SELECTED PASSAGE:
>>
Becoming Desensitised

It’s a trait of many a technological hobby, but I’ve never seen it at quite such an extreme as I have with watches. Upon entering the scene, we all have an expectation for how much a watch costs, based perhaps on our experiences with a few Seikos and Casios, and the initial realisation that a “proper”—in quotes—watch costs several thousand is a stark wake-up call. But by the point the bug has bit and with some thinking, some saving and a whole lot of guilt, we make the purchase. Yes! We did it. We’re watch enthusiasts now. But I could be an even better watch enthusiast if I added that other watch to my collection, and it’s only a few thousand more… Before you know it, you’ve become so desensitised to cost you’re looking at watches worth more than your car without a hint of irony. The slope is tall, steep and slippery.

Getting It Wet

So, there you are, your brand new 300m dive watch strapped to your wrist, and the swimming pool awaits. The watch will take it in its stride. It’s so capable it probably won’t even notice. But still, you shy away. What if I don’t know how tight to screw down the crown? What if I forgot to screw it down at all? I checked and I double-checked, but what about next time? What if I become complacent and I jump straight in, crown wide open even though I never unscrew the crown anyway because this is my only watch and I wear it all the time—before you know it, you’re back in the hotel room parking it on the bedside table. Just in case.

Selling Too Soon

The last few years of watch price insanity has taught us a piece of information we probably should have never known: you will always, always sell your watch too soon. You’re not quite feeling it anymore, there’s another you like the look of, but you just know that if you sell it, it’ll be the wrong time. It never really used to be a concern, but now, especially when looking back at a chequered history of bad selling decisions, keeping a watch you don’t want becomes a weirdly real problem. It’s like watch purgatory, a place between two places with the destination unknown. Except you do know. It’s never going to be the good place.
<<
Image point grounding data
>>
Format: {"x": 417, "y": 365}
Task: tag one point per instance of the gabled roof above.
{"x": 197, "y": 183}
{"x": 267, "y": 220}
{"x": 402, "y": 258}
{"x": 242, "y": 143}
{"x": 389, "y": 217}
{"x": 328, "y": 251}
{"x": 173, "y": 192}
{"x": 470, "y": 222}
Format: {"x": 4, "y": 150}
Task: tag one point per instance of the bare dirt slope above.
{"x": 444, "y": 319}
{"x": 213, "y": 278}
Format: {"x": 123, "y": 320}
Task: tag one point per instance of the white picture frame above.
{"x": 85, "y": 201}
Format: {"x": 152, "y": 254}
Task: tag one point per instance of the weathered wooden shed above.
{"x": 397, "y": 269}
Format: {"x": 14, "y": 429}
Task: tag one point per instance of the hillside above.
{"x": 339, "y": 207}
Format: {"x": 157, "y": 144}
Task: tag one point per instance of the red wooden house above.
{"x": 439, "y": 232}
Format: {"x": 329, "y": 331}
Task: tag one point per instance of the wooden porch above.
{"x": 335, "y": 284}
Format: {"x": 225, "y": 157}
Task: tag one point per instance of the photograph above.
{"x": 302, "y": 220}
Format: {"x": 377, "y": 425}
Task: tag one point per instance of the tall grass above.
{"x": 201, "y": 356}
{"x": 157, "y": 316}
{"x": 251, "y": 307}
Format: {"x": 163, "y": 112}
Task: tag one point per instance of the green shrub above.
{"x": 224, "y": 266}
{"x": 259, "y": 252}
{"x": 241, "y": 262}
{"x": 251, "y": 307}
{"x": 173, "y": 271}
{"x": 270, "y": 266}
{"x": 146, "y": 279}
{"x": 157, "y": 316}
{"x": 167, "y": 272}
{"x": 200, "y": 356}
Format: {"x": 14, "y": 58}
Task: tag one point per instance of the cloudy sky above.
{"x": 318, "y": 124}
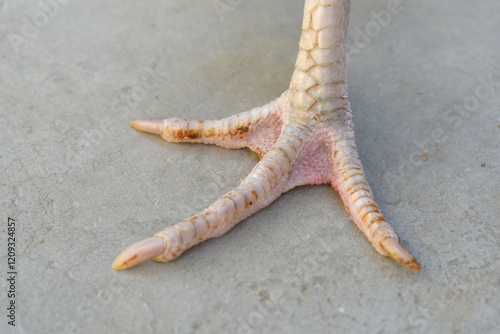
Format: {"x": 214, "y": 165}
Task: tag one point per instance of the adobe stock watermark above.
{"x": 373, "y": 28}
{"x": 222, "y": 7}
{"x": 31, "y": 27}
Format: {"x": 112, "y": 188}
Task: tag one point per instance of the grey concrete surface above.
{"x": 82, "y": 185}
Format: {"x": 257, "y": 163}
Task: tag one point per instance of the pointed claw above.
{"x": 147, "y": 125}
{"x": 139, "y": 252}
{"x": 400, "y": 254}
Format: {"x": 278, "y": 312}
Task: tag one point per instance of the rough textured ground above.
<<
WORK REQUIRED: Extend the passage on watch collecting by writing what comes after its last sentence, in the same style. The items are separate material, unconnected to the passage on watch collecting.

RESPONSE TO THIS TASK:
Buying Too Many

What is it the doctors say? Most things are fine if not done to excess. But who decides what excess really is? When does having a varied selection become having an obsession? It’s not something they teach in medical school, and so we watch enthusiasts are left to fend for ourselves. One is fine, sure. One of anything is probably fine. And if you can have one, you can have three, because two is weird, right? And five isn’t much more than three. Ten, that’s the first two-digit number, nice and round with a zero on the end. Perfect. A couple of those will do. It’s like parking tickets. It gets to a certain point where it’s easier to just not think about it.

Not Buying Enough

But if ten is the sweet spot and I only have five, am I even a real collector? Am I just a filthy casual? When I meet other collectors and I’m wearing my one and only watch and they ask what I’m going to wear next time, will I have to hand over my gun and badge when I tell them it’s going to be the same one again? Is that like wearing the same dress to the wedding as the bride? Is that like wearing the same underwear several days in a row? How few is too few?

Actually Liking A Richard Mille

But the biggest fear that faces a watch enthusiast is one that cannot be anticipated. It can strike at any time, be it today, tomorrow, or in fifty years’ time. And it’ll probably happen at a moment when you’re just not prepared for the blow. You’ll be looking a Hublot or a Richard Mille and you’ll think, “I actually quite like that.” The thought will slip out before you have a chance to catch it. You’ll be instantly rendered with shock. Yes, it really happened. You worry if the people around you somehow heard your thought, picked it up from your general aura. You feel dirty, but it’s too late. No amount of scrubbing will make you clean, no matter how hard you try. That’s it. Game over. It happens to all of us.

What scares you the most about buying and collecting watches?